## Excerpt
=======
In this open system, Air Greenland could engage in interlining and multiple relationships with external partners, and therefore, the distributional boundaries changed. This enabled Air Greenland to independently engage in both vertical and horizontal relationships, instantly creating multiple networks. The Amadeus system gave access to complex networks through the Internet and advanced information technology. Amadeus is one of the biggest civilian computer systems, servicing over 90,000 travel agencies in 195 countries, 500 airlines and 34,000 airline sales offices, over 86,000 hotels, 42 car rental companies covering 36,000 rent-a-car locations, and many thousands of tour operators.
Amadeus’ open environment gave Air Greenland the option to once again explore and expand their vertical and horizontal relationships. These new settings expanded their supply chain, thereby reinforcing their value chain and changing the distributional boundaries of the organization. The travel agents and partners that were excluded under Navitaire were now able to access Air Greenland’s system on industry standards and terms. As the distribution manager noted:
“…the travel agents and partners felt quite restricted when we went back into Navitaire and many left. Now you have them all back. For travel agents that sell many airlines and are used to working in Amadeus, the closed system of Navitaire was just too big a hassle.”
Amadeus certainly made things easier for external stakeholders, because they all returned to this unified and open global distribution system. The Amadeus system enabled interactions with multiple external stakeholders, thereby creating new and complex interorganizational relationships and moving boundaries far beyond the organization. An unintended consequence of this improvement was that the new environment made it harder to create accounting and financial reports. The complexity of the information system had grown substantially, as explained by an employee from network revenue management:
“…It was complex to go into Amadeus, where we were now back to both ticket numbers and reservation numbers (PNR), which are two unique system numbers on two independent servers, meaning that you if you change something in one place, you have to change it in several other places too.”
All features of this GDS were controlled by the Amadeus Corporation, because the Amadeus system was now responsible for supporting Air Greenland’s distributional infrastructure.
Therefore, Air Greenland had to apply the rules and norms of the Amadeus standards. The new processes for handling inventory, reservation, and distribution were also becoming more complex as the new system setup demanded that different departments in Air Greenland had to follow Amadeus’ strict protocols. Indeed, a new interorganizational department had to be created to accommodate the new interorganizational boundaries that were established through Amadeus.
Adapting the Amadeus system to the organization
The largest and most fundamental change in the organizational structure of the commercial department within Air Greenland was that with the implementation of the Amadeus system, they had to establish a new department called “revenue accounting.” This new department had to handle billing and settlements among different airlines, partners, and travel agents; this was a requirement under the Amadeus system because of the information technology it used. This new
department had to be connected to a subdivision of Amadeus called BSP. BSPs are systems that electronically handle billing and that facilitate the flow of data and funds among airlines, travel agents, and other partners. The head of the revenue accounting department had earlier used the SAS and Navitaire systems at Air Greenland and was therefore able to acknowledge how things had gone from being simple to rather complex in the new Amadeus setup and how accounting changed dramatically, thereby affecting management accounting practices.
=======
## Rows
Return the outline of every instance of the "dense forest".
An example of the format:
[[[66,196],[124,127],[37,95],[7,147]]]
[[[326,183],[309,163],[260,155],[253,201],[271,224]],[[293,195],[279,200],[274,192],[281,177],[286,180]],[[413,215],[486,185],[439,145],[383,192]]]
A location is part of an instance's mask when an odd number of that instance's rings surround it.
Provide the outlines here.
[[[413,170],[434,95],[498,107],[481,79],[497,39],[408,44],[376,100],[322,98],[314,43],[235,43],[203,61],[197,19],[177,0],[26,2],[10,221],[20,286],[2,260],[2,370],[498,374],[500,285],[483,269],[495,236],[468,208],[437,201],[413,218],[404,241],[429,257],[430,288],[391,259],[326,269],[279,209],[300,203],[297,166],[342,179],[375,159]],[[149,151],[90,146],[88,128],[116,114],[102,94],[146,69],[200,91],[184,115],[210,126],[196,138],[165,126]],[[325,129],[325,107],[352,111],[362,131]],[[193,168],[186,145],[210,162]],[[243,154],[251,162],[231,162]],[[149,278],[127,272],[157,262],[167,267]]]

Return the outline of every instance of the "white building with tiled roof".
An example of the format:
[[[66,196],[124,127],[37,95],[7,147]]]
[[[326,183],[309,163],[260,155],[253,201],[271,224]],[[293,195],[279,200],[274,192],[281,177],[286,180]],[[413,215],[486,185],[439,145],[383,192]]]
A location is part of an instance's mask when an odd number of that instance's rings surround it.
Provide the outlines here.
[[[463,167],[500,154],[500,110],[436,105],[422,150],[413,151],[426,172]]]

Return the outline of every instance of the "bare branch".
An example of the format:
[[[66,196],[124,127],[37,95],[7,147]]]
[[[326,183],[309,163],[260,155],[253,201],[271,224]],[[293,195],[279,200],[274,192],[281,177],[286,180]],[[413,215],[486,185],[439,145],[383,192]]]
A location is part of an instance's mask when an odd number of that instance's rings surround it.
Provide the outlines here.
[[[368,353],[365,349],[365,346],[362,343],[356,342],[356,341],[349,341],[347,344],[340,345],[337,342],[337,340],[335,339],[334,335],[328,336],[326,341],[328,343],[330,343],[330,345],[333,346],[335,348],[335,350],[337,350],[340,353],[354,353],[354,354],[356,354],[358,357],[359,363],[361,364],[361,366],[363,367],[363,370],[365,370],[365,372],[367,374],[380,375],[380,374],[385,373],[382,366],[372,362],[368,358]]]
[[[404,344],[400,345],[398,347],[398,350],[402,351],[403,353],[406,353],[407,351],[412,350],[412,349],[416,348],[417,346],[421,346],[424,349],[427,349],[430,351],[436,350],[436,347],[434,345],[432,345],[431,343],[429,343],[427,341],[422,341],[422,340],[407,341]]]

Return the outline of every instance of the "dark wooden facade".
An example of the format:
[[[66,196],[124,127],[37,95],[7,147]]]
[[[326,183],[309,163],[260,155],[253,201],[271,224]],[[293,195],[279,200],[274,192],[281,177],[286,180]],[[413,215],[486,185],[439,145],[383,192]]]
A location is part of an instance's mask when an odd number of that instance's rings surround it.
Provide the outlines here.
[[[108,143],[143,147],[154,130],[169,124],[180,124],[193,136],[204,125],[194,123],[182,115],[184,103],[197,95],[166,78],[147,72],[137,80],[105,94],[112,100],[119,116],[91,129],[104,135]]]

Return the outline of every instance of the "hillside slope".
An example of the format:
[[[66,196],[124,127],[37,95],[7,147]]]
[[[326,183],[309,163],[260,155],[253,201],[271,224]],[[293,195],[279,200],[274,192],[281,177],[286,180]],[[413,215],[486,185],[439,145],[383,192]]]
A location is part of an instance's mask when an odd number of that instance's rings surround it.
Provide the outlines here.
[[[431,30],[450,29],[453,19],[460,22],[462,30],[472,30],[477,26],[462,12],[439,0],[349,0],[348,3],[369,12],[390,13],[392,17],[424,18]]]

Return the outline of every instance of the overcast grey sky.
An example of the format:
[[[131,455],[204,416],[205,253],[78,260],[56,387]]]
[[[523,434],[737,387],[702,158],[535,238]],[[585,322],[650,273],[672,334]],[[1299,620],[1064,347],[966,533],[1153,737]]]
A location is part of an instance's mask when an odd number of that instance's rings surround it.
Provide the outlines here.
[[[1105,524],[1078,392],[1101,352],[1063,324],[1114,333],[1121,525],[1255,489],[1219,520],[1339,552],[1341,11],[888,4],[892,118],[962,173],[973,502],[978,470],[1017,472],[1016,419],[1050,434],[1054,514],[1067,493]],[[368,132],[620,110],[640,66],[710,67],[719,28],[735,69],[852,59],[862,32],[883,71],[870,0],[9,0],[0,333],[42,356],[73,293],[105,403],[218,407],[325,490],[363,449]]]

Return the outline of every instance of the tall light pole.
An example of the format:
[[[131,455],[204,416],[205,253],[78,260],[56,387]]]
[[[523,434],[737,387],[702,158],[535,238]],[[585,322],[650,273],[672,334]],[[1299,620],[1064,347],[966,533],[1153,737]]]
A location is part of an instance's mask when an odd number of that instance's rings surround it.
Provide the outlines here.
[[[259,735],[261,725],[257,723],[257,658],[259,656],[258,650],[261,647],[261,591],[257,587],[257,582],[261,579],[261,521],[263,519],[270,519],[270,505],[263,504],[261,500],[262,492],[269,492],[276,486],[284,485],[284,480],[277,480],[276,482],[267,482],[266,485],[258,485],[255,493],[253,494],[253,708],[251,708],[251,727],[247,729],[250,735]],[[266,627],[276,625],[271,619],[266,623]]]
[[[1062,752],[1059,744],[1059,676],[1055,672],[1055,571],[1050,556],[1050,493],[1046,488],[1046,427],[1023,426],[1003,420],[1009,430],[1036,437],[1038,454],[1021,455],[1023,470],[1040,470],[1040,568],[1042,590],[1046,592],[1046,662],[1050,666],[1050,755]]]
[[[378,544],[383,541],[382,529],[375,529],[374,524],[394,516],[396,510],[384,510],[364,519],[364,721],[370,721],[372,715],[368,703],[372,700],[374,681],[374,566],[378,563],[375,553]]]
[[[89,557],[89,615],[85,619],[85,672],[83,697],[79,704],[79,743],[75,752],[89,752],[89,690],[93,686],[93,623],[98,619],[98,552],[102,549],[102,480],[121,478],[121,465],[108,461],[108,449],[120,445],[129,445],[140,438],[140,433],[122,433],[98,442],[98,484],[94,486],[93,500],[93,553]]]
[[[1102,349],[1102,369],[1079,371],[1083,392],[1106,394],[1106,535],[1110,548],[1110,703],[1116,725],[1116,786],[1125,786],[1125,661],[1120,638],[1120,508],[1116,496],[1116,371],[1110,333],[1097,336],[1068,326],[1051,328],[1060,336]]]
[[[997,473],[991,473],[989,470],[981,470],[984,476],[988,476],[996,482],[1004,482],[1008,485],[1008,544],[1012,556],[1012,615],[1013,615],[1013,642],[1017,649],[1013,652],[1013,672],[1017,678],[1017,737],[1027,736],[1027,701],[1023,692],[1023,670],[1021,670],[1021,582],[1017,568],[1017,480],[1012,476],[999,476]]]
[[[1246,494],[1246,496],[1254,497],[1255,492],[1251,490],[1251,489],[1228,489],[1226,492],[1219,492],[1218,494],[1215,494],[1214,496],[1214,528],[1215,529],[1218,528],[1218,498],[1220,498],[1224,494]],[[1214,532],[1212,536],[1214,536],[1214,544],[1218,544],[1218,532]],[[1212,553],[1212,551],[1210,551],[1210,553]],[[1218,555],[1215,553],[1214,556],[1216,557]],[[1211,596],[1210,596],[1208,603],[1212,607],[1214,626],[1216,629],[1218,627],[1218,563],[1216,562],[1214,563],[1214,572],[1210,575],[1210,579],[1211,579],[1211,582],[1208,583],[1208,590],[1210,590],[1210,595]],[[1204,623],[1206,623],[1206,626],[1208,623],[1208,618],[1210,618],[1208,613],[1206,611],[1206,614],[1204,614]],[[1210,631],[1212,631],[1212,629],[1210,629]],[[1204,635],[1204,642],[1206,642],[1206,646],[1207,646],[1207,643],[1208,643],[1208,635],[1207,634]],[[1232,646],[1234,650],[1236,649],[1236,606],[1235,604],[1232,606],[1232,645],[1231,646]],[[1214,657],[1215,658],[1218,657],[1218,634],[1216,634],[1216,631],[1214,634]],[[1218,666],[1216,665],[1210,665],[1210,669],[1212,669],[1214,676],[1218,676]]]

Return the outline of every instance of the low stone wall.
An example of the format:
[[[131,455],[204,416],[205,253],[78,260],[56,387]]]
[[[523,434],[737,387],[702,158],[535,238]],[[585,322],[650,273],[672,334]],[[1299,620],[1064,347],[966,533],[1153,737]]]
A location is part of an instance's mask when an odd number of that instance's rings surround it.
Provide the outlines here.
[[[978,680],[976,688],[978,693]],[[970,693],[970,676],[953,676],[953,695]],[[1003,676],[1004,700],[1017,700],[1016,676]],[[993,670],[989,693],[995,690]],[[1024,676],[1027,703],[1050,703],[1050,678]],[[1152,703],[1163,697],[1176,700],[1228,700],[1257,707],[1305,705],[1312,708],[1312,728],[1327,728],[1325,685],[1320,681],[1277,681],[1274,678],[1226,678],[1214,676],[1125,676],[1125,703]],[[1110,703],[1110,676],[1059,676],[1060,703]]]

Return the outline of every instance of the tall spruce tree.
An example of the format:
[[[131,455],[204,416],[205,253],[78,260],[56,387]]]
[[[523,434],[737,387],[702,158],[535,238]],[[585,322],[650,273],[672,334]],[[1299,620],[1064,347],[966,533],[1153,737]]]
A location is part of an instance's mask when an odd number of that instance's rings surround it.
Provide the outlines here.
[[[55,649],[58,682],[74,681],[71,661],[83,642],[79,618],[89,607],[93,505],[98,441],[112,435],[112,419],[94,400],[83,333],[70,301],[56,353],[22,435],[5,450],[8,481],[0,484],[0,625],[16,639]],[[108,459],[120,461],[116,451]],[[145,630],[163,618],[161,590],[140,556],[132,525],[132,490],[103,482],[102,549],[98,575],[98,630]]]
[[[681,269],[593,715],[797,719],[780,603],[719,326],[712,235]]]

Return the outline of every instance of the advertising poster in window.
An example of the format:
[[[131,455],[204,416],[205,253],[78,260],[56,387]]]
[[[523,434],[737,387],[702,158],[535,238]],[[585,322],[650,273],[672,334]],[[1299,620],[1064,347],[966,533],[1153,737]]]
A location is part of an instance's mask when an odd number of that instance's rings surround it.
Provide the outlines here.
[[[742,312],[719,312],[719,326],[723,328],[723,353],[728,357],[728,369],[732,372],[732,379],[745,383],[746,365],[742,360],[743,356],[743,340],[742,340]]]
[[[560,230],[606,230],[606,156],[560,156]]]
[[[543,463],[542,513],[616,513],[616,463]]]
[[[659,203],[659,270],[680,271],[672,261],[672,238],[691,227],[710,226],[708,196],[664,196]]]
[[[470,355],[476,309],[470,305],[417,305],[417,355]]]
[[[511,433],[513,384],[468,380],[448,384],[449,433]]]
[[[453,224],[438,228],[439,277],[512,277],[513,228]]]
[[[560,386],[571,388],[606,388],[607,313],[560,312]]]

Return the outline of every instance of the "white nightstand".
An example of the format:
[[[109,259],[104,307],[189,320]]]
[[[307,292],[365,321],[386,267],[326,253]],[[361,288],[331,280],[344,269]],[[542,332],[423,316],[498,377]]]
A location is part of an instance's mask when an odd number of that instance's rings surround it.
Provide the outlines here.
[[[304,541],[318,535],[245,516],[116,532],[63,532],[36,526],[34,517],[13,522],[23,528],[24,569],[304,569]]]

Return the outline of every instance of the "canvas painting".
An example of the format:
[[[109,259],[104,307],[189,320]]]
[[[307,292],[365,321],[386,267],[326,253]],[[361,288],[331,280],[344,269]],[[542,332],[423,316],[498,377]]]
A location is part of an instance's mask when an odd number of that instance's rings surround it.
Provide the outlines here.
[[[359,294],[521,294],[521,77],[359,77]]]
=======
## Requests
**1.** In the Air Greenland text, what new department did Air Greenland have to establish when it implemented the Amadeus system?
**2.** Reproduce the Air Greenland text word for word from "All features of" to "Greenland’s distributional infrastructure.".
Rely only on the Air Greenland text, not the lines.

## Results of the tasks
**1.** A department called "revenue accounting."

**2.**
All features of this GDS were controlled by the Amadeus Corporation, because the Amadeus system was now responsible for supporting Air Greenland’s distributional infrastructure.